ACTIVITY -
Which lines in the records below mention the word "photo"? Copy each one out.

EXTRACTED MATERIAL -

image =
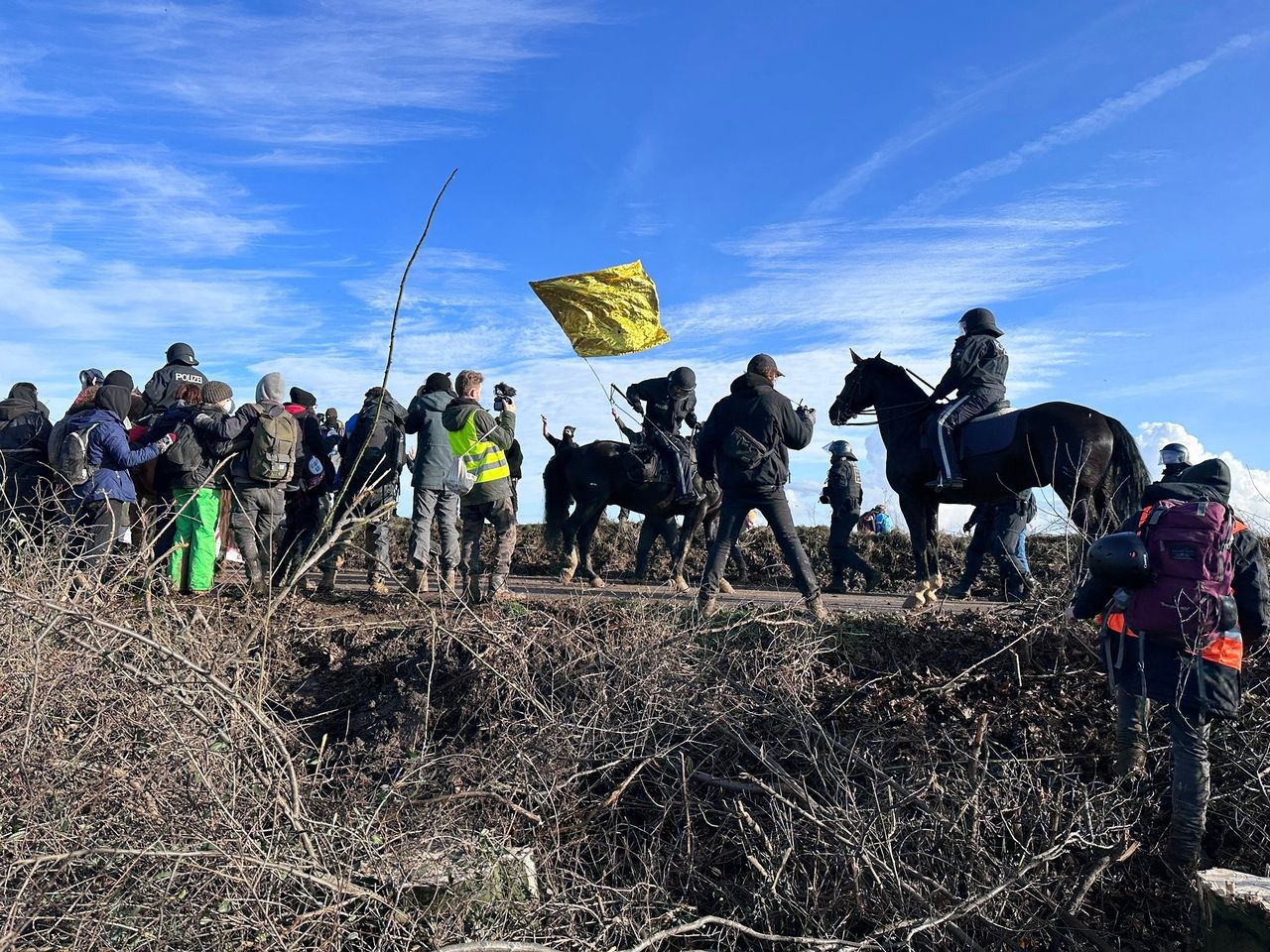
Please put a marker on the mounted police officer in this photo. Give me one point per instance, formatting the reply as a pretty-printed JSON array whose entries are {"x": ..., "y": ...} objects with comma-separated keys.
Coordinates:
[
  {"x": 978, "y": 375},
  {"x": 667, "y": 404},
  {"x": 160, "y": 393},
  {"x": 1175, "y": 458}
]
* * *
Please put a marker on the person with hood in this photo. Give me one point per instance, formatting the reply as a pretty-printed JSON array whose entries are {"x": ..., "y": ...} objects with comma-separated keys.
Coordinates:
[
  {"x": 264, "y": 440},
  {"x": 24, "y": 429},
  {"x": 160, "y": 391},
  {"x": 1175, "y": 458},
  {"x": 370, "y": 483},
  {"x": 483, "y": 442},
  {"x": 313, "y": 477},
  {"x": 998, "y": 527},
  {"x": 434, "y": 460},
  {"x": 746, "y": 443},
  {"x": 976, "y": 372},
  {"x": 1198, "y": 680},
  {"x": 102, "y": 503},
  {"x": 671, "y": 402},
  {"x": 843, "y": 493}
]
---
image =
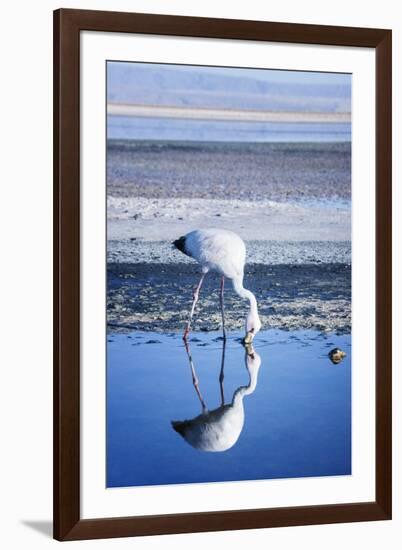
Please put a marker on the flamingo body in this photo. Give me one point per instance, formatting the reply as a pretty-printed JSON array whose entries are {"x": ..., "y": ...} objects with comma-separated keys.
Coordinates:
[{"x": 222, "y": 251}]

RESPONSE AREA -
Please put a marker on the mounted police officer in this photo. Give me one point per instance, formatting the reply as a pretty-printed JSON array whose entries are {"x": ..., "y": ...} objects with comma-separated keys.
Please put a marker on the person with hood in this photo. Give me one point per instance, formatting the reply as a pretty-printed JSON array whose entries are {"x": ..., "y": ...} objects with comma-separated keys.
Please put a marker on the flamingo body in this photo. Give me one point per instance, formatting the reply as a pretty-printed JSON array whose entries are {"x": ..., "y": ...} objects with comma-separated keys.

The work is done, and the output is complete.